--- START OF Page excerpt ---

Statutory texts are also interpreted in other texts – legal literature and legal case law. I have often called lawyers as “text eaters”. It is our job to forage for texts, guided and bound as we are by the doctrine of legal sources and doctrines of interpretation. Nothing is too much; nothing is too little. And it is well known that law is an information-rich science. We really must manage a lot of information.

[5]

Often our practical legal work begins by perusing the text of the written law. And often this is the point where our information seeking ends as well – sad to say. This being the case, the various collections of statutes, which we consult primarily to find laws, have been and continue to be the informational pillars of our work; they are information stores. In contrast to most other social sciences, law has little or no choice when it comes to using statute-level information. Legal dogmatics in particular is naturally bound to the body of laws in force at any given time. And these must be published. Today there are many ways to do that.

[6]

The spread of computers and the creation of data banks brought us a new way to render official legal sources alongside traditional printed works. We had entered the age of legal data banks. This was a development that changed a lot the legal culture.5 Searching for information became an essential skill in the core competence of lawyers and many government professionals as well. Searches were run for legal information and the results were read on a computer screen. Various items of metadata became essential aids for working with information in practice. For the most part, metadata was created without any uniform national and international agreements or standards. The metadata provided by libraries, largely almost the same everywhere, did not as such meet the needs of data banks or information systems – radically new contexts at the time – particularly where legal data was being processed.6 Legal data banks 25 years ago were seeking shape.

--- END OF Page excerpt ---
--- START OF Material ---

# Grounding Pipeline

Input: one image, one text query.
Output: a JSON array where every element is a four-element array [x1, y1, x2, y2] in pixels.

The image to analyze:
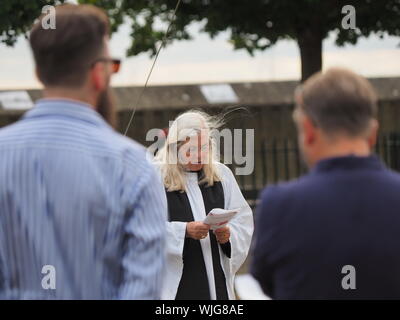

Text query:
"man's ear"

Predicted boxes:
[[89, 63, 107, 91], [368, 119, 379, 149], [301, 115, 317, 145]]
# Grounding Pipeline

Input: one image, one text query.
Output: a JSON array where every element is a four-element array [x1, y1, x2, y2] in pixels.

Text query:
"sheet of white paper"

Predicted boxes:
[[203, 208, 240, 230]]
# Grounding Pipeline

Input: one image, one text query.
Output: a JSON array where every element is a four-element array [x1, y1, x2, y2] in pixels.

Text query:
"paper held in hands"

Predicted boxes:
[[203, 208, 240, 230]]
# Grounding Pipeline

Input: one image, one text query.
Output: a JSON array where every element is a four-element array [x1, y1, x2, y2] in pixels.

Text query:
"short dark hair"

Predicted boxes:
[[299, 68, 377, 137], [29, 4, 110, 87]]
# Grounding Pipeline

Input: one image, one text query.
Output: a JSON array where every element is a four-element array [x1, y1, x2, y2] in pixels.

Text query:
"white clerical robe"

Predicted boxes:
[[161, 163, 254, 300]]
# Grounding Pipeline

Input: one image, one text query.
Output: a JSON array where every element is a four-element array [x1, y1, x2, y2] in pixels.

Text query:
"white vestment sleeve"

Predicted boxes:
[[219, 164, 254, 276]]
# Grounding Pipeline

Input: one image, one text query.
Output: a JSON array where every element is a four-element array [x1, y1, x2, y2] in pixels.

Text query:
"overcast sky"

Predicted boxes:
[[0, 10, 400, 89]]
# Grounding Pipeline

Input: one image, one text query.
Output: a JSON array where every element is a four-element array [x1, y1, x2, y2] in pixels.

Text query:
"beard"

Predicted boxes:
[[96, 87, 117, 129]]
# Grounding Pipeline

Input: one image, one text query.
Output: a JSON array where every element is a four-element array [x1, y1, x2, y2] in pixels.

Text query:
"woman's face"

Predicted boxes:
[[178, 130, 210, 171]]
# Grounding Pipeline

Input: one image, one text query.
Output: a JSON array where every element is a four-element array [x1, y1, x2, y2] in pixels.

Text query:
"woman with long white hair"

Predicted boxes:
[[155, 111, 254, 300]]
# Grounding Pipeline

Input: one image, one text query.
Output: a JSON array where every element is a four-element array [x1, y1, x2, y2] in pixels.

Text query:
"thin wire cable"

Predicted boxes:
[[124, 0, 182, 136]]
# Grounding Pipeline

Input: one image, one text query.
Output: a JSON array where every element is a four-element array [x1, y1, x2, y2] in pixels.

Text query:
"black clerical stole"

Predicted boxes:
[[167, 172, 231, 300]]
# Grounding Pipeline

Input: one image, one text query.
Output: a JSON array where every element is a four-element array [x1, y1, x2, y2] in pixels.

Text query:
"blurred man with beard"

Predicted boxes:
[[0, 5, 167, 299]]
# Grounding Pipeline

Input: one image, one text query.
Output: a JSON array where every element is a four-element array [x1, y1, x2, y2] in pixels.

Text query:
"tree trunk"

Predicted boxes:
[[297, 29, 323, 82]]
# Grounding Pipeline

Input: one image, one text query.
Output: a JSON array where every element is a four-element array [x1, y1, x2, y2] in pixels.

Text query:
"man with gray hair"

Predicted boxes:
[[251, 69, 400, 299]]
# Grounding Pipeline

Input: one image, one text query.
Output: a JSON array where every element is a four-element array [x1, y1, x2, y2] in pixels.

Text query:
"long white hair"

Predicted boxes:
[[155, 110, 223, 192]]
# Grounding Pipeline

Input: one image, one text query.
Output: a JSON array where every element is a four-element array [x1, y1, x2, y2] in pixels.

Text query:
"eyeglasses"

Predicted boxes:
[[92, 58, 121, 73]]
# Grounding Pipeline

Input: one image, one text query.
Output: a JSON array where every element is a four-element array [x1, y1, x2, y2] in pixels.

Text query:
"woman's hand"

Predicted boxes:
[[186, 221, 210, 240], [214, 226, 231, 244]]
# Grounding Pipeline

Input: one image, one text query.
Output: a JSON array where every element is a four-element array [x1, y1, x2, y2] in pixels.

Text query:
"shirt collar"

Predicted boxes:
[[23, 98, 108, 126], [311, 155, 385, 173]]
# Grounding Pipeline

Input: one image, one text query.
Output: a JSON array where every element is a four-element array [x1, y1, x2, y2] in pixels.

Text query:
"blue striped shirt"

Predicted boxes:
[[0, 99, 167, 299]]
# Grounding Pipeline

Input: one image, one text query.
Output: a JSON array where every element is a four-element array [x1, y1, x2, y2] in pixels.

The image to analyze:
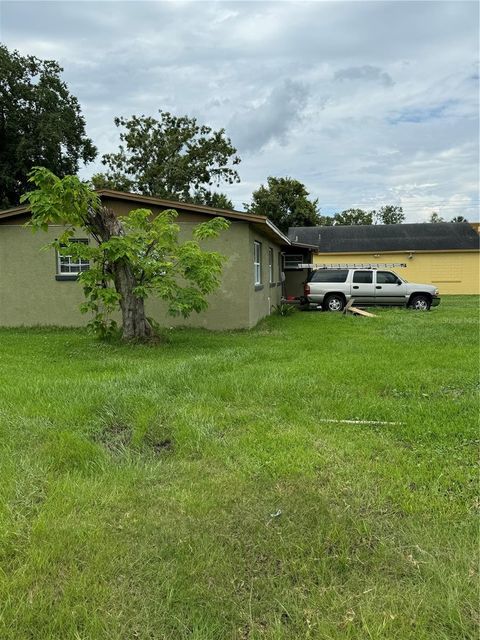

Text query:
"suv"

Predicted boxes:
[[303, 268, 440, 311]]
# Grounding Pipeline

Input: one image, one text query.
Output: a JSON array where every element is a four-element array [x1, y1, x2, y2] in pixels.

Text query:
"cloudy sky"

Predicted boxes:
[[0, 0, 479, 221]]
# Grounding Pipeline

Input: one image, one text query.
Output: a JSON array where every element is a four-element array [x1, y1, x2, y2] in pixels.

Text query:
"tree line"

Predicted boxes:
[[0, 45, 465, 232], [0, 45, 468, 340]]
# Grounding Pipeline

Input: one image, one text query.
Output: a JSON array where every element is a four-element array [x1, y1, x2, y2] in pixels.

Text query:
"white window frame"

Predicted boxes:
[[253, 240, 262, 286], [57, 238, 90, 276], [268, 247, 275, 284]]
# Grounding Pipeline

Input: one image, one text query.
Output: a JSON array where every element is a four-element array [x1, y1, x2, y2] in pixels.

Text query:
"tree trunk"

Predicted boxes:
[[89, 207, 153, 340], [112, 260, 152, 340]]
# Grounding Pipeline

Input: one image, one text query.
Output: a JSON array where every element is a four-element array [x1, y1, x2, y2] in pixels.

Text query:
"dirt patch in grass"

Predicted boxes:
[[147, 438, 173, 454], [95, 422, 132, 454]]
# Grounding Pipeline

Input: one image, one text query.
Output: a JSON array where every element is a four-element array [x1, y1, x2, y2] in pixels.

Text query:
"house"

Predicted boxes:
[[0, 189, 311, 329], [288, 222, 480, 295]]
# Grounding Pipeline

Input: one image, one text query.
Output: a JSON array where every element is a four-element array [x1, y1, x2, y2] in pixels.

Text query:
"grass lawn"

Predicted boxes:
[[0, 297, 479, 640]]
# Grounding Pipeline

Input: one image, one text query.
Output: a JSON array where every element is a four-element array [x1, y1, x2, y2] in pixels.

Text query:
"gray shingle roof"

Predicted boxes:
[[288, 222, 479, 253]]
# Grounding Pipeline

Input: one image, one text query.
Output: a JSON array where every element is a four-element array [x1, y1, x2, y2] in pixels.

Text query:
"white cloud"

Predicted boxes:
[[0, 0, 479, 221]]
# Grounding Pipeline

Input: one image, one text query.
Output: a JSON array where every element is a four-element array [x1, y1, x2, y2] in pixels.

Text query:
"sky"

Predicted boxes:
[[0, 0, 480, 222]]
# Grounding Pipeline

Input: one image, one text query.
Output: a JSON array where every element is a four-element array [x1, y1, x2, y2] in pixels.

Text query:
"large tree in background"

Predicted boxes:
[[0, 45, 96, 208], [428, 211, 446, 224], [92, 111, 240, 203], [372, 204, 405, 224], [333, 209, 373, 225], [244, 176, 320, 233], [191, 191, 233, 210]]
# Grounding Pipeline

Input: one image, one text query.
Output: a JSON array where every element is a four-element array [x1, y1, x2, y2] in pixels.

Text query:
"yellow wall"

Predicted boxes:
[[313, 251, 480, 295]]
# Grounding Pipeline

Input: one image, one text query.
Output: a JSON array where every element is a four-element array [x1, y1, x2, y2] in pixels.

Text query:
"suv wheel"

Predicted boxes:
[[408, 296, 432, 311], [323, 293, 345, 311]]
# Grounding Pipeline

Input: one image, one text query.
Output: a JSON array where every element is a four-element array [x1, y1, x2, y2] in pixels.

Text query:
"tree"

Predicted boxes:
[[244, 176, 319, 233], [92, 111, 240, 201], [191, 191, 233, 211], [333, 209, 373, 225], [317, 215, 335, 227], [372, 204, 405, 224], [22, 167, 228, 340], [0, 45, 96, 208]]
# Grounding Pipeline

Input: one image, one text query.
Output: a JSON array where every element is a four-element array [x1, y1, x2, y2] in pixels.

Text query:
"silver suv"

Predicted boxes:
[[304, 268, 440, 311]]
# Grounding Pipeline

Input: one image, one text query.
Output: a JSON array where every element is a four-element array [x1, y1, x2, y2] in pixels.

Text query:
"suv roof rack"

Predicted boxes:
[[298, 262, 407, 270]]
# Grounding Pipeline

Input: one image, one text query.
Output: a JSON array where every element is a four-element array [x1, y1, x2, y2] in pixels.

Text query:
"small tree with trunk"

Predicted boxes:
[[22, 167, 229, 340]]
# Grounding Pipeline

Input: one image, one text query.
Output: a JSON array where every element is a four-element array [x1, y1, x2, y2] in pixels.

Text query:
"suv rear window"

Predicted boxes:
[[377, 271, 398, 284], [353, 271, 373, 284], [310, 269, 348, 282]]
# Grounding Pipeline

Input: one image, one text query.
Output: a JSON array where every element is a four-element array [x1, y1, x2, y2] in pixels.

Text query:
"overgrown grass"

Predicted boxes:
[[0, 298, 479, 640]]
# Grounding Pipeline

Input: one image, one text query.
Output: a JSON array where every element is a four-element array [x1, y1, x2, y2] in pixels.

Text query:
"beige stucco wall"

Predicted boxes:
[[0, 218, 281, 329], [0, 224, 88, 326], [248, 229, 282, 327], [313, 251, 480, 295]]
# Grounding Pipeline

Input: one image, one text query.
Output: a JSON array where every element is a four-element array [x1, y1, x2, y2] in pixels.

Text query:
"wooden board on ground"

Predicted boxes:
[[348, 307, 378, 318], [343, 298, 355, 315]]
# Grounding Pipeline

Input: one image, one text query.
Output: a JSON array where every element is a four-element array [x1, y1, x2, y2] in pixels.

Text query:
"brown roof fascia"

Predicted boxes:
[[97, 189, 267, 223], [0, 189, 291, 244]]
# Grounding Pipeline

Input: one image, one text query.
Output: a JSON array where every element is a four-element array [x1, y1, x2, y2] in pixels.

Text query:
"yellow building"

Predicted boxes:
[[289, 222, 480, 295]]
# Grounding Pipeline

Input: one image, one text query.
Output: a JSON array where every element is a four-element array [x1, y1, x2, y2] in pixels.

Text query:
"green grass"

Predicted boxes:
[[0, 297, 479, 640]]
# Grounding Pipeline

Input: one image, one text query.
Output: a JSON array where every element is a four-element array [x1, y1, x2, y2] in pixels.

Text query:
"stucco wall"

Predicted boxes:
[[248, 229, 282, 327], [0, 215, 266, 329], [313, 251, 480, 295]]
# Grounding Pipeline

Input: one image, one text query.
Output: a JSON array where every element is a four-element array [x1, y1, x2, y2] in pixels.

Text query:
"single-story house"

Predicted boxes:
[[0, 189, 312, 329], [288, 222, 480, 295]]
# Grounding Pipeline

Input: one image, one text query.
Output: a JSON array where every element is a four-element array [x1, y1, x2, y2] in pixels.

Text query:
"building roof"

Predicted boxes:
[[0, 189, 294, 245], [288, 222, 479, 253]]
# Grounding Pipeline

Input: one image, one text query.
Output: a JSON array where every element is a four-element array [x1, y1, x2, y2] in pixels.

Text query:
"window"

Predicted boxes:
[[253, 240, 262, 285], [377, 271, 399, 284], [353, 271, 373, 284], [310, 269, 348, 282], [284, 254, 304, 269], [268, 247, 274, 284], [57, 238, 90, 277]]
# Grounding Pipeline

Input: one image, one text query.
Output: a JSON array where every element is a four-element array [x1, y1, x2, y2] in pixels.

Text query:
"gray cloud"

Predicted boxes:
[[334, 64, 394, 87], [228, 80, 308, 152], [0, 0, 479, 220]]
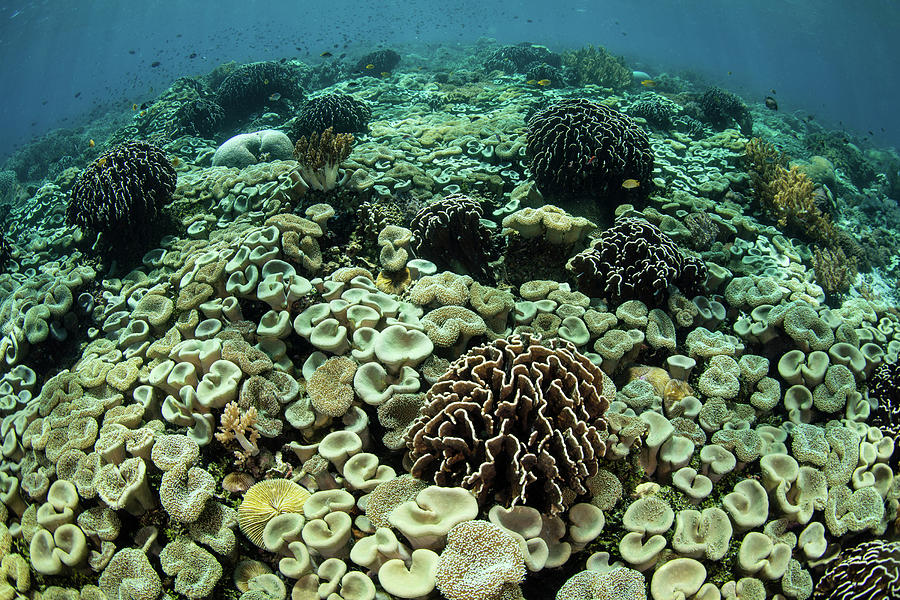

--- END OF Material ---

## Written exercise
Write out word for word the part of the excerpt on legal information above that opens with the words containing "Often our practical" and closes with "to do that.".

## Full answer
Often our practical legal work begins by perusing the text of the written law. And often this is the point where our information seeking ends as well – sad to say. This being the case, the various collections of statutes, which we consult primarily to find laws, have been and continue to be the informational pillars of our work; they are information stores. In contrast to most other social sciences, law has little or no choice when it comes to using statute-level information. Legal dogmatics in particular is naturally bound to the body of laws in force at any given time. And these must be published. Today there are many ways to do that.